_ABOUT THIS TASK_. The required output is the line that contains "Question: I need the bounding box around the dragonfly head" through the last line of the data, retyped verbatim and with nothing added.

_RECORDS TO PROCESS_.
━━━━━━━━━━━━━━━━━━━━

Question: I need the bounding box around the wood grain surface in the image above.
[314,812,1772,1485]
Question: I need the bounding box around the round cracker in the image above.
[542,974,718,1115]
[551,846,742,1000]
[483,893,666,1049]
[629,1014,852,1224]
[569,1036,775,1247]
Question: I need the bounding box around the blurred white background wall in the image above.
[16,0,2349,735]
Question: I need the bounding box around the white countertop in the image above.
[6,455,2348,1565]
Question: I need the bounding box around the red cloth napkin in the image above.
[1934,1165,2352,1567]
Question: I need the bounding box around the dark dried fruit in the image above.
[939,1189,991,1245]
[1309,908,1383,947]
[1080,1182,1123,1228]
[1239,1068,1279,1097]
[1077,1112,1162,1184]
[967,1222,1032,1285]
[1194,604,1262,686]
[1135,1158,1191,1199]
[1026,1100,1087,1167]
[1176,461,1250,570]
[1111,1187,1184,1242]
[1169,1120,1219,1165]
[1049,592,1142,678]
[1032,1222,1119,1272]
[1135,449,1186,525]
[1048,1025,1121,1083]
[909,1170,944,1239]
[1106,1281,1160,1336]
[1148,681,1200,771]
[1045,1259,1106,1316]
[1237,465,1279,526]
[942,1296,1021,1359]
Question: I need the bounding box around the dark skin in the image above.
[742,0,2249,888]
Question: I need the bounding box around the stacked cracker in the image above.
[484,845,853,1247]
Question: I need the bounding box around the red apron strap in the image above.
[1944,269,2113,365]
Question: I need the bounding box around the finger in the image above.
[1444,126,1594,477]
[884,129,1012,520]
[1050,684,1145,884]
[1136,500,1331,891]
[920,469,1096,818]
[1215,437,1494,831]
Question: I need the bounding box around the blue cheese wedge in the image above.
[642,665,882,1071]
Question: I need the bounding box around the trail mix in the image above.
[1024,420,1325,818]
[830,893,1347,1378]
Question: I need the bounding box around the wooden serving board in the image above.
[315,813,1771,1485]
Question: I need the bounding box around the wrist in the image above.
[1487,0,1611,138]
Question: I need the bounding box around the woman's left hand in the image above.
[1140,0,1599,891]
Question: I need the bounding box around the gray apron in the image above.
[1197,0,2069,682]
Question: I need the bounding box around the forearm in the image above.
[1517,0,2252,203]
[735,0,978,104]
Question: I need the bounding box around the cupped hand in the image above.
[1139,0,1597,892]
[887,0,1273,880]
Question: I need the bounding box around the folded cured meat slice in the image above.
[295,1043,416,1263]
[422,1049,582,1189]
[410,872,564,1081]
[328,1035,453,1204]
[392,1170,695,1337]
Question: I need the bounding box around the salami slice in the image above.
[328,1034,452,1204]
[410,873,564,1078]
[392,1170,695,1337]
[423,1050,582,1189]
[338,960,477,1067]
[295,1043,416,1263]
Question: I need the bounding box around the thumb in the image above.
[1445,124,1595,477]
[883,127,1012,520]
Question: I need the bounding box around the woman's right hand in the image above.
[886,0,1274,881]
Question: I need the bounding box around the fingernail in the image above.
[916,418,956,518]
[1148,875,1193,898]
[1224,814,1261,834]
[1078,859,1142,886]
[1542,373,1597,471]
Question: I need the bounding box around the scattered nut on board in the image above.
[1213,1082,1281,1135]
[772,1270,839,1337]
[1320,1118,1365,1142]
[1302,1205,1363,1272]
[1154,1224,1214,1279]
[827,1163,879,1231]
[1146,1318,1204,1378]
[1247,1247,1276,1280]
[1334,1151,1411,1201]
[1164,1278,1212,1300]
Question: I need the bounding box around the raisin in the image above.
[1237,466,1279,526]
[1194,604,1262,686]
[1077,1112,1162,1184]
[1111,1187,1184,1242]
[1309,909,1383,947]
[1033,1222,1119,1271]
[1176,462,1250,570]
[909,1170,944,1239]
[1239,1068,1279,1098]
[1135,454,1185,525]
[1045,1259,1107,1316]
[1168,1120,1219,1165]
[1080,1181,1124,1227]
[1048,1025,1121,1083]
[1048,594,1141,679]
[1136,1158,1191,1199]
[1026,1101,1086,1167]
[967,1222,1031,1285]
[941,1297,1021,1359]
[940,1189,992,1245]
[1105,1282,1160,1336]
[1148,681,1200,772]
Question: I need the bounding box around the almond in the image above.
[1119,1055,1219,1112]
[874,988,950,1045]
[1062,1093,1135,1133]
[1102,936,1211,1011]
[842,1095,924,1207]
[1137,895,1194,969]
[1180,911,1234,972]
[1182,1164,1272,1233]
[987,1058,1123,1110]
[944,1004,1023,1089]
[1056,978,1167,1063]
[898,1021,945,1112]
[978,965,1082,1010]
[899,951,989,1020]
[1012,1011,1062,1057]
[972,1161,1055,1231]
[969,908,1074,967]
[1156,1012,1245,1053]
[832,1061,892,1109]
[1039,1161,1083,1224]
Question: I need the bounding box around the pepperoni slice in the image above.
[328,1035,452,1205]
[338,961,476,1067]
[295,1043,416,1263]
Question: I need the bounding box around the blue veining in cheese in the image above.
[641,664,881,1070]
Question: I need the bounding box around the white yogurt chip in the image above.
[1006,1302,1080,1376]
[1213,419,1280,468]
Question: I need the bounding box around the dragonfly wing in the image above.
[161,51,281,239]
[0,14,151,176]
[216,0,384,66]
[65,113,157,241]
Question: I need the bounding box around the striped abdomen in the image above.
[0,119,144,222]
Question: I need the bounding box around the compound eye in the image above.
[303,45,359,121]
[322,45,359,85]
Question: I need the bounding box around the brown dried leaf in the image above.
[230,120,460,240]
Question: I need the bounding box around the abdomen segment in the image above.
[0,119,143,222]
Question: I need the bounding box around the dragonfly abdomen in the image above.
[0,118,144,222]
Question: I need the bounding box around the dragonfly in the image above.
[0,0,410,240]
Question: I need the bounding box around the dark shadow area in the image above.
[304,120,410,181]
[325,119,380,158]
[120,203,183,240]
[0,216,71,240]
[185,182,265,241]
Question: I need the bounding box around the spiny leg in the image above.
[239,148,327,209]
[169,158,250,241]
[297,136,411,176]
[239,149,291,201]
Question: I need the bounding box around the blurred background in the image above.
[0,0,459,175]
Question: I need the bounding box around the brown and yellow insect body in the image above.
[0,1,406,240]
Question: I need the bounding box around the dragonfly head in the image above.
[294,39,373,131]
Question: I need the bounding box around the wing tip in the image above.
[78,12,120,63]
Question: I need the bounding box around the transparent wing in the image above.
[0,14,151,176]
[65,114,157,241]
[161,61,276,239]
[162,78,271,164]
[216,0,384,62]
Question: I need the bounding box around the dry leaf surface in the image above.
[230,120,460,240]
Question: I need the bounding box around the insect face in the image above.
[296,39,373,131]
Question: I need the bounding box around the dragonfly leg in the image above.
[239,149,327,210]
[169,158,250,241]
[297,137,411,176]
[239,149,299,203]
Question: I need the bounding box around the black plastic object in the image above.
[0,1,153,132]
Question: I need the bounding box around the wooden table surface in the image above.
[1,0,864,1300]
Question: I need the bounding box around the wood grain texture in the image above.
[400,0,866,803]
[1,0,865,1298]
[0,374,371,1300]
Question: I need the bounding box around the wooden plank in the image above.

━━━━━━━━━━━━━━━━━━━━

_RESULT FOR THIS TASK_.
Question: I need the bounding box around the dragonfly head in the image above.
[294,39,373,131]
Question: I need the bounding box around the wing tip in the image above.
[78,12,120,63]
Question: I need the bounding box around the transparent wing in the image above.
[0,14,151,176]
[65,114,157,241]
[161,61,276,239]
[162,78,271,164]
[216,0,384,62]
Question: I need the bounding box around the dry leaf surface in the image above.
[230,120,460,240]
Question: I need the bounding box around the insect face in the image above.
[296,39,373,131]
Question: I need the bounding box around the dragonfly leg in the image above.
[239,149,327,210]
[169,158,250,241]
[297,137,411,176]
[239,149,299,203]
Question: I need the bounding box around the black plastic object in the image above.
[0,1,153,132]
Question: I need the bounding box around the wooden table surface in the image above.
[1,0,864,1300]
Question: I need the bounding box around the wood grain texture in the image above.
[400,0,866,803]
[1,0,865,1298]
[0,374,371,1300]
Question: I need the bounding box around the wooden plank in the image above.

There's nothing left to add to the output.